-- Begin --
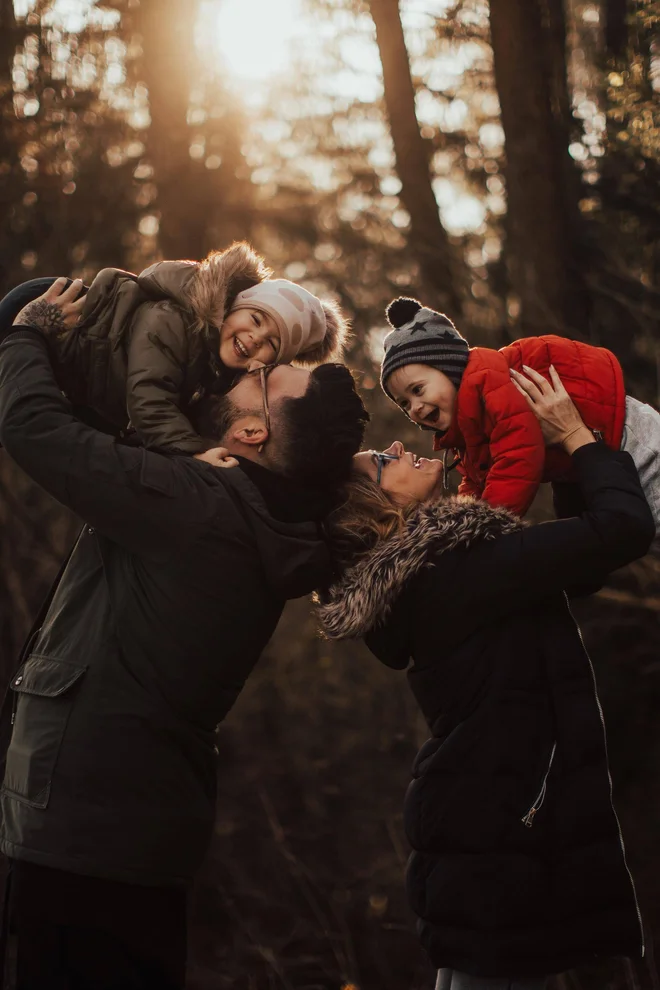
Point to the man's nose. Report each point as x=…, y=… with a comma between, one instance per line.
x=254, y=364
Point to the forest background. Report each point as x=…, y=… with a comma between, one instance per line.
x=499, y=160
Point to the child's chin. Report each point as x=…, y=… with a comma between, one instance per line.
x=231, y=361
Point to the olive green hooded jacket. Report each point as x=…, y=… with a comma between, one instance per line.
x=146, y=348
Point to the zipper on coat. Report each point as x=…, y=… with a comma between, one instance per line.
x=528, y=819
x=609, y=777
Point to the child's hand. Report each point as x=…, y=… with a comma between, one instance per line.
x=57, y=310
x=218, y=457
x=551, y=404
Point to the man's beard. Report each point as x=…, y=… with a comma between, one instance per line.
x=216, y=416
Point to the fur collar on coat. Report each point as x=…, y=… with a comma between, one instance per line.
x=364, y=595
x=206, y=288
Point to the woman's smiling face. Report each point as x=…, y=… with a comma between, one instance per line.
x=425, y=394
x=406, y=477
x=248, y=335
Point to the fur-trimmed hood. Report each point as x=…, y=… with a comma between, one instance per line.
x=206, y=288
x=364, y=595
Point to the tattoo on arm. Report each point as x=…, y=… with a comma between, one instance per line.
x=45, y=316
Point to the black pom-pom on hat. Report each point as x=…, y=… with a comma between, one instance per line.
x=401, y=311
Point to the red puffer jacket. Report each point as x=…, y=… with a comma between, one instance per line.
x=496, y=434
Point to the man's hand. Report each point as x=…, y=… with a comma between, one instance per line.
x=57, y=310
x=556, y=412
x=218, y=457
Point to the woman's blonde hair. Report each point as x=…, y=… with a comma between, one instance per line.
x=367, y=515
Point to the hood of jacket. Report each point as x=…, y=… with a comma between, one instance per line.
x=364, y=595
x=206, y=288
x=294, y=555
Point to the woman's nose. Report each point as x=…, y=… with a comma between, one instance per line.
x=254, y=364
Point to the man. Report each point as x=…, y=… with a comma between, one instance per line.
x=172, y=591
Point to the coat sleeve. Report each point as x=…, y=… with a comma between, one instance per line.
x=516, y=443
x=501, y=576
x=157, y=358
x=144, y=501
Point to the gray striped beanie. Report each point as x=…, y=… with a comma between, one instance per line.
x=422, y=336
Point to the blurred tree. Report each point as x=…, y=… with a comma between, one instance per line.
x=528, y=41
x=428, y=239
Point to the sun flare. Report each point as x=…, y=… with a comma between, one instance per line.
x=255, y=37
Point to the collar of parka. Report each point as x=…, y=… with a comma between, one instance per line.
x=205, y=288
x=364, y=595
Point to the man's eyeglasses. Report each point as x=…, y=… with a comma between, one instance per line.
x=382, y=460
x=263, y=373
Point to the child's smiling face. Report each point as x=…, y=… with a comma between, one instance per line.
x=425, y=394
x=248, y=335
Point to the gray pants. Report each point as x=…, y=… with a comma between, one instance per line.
-- End --
### GOAL
Give every line from the one containing "Point to the gray striped" through the end of the rows as a numbered list, both ends included and blank lines omitted.

### EXPECTED ANSWER
1. Point to the gray striped beanie. Report each point as x=…, y=… with a comma between, one instance per line.
2. x=422, y=336
3. Point to the blurred tree. Report each point as x=…, y=… with a comma between, one instance per line.
4. x=528, y=41
5. x=428, y=239
6. Point to the sun flare. Report each point as x=…, y=… with a comma between, one instance per line.
7. x=255, y=37
8. Point to the collar of parka. Report each point as x=…, y=… with a comma between, one instance per line.
9. x=205, y=288
10. x=364, y=595
11. Point to the man's eyeglasses. Report each point as x=…, y=… with a comma between, one instance per line.
12. x=382, y=460
13. x=263, y=373
14. Point to the child's smiling face. Report each point as x=…, y=… with a comma between, one instance per line.
15. x=425, y=394
16. x=248, y=335
17. Point to the gray pants. Report each point as x=…, y=… with a comma between, one instance per line.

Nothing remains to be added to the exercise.